● **À faire**:
Restituez intégralement l'article sur les détournements de primes à la Cour des comptes du Gabon.

Des magistrats et du CFA : Un escamotage annuel moyen de 2 milliards sur les primes
Deux tiers du budget alloué aux primes est subtilisé chaque trimestre. «La probité qu’ils exigent des autres gestionnaires des finances publiques est loin d’être leur tasse de thé», a écrit lundi (12/12) l’hebdomadaire ‘L’Aube’ au sujet des magistrats de l’ordre financier. Il y a qu’à la Cour des comptes du Gabon, un tract dénonce, chiffres à l’appui, de gros détournements. GabonReview examine.
Jeudi dernier de nombreux agents et cadres de la Cour des Comptes du Gabon découvraient, en arrivant dans leur bureau, un tract glissé sous la porte. Moyen pour les individus ou les organisations de faire entendre leurs voix sans s’en remettre aux médias institutionnels et à leurs logiques de sélection, le tract est bien souvent utilisé là où règne l’omerta ou la coercition. C’est visiblement le cas à la Cour des Comptes.

Enregistrements issus d'un jeu de données:
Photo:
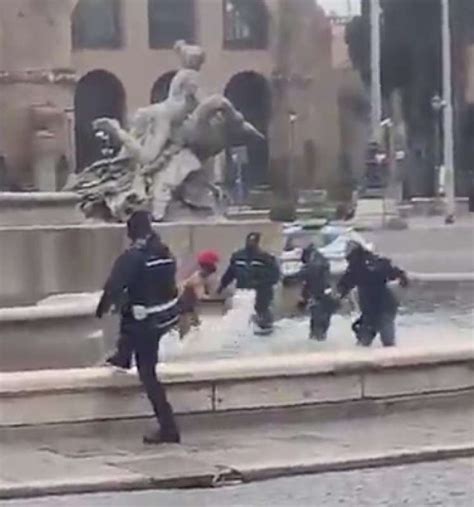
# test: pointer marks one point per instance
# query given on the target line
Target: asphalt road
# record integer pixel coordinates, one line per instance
(444, 484)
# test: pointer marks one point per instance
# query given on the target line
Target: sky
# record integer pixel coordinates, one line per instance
(341, 7)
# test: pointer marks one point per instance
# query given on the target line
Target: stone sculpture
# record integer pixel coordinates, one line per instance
(165, 156)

● **Réponse**:
Des magistrats et du CFA : Un escamotage annuel moyen de 2 milliards sur les primes
Deux tiers du budget alloué aux primes est subtilisé chaque trimestre. «La probité qu’ils exigent des autres gestionnaires des finances publiques est loin d’être leur tasse de thé», a écrit lundi (12/12) l’hebdomadaire ‘L’Aube’ au sujet des magistrats de l’ordre financier. Il y a qu’à la Cour des comptes du Gabon, un tract dénonce, chiffres à l’appui, de gros détournements. GabonReview examine.
Jeudi dernier de nombreux agents et cadres de la Cour des Comptes du Gabon découvraient, en arrivant dans leur bureau, un tract glissé sous la porte. Moyen pour les individus ou les organisations de faire entendre leurs voix sans s’en remettre aux médias institutionnels et à leurs logiques de sélection, le tract est bien souvent utilisé là où règne l’omerta ou la coercition. C’est visiblement le cas à la Cour des Comptes.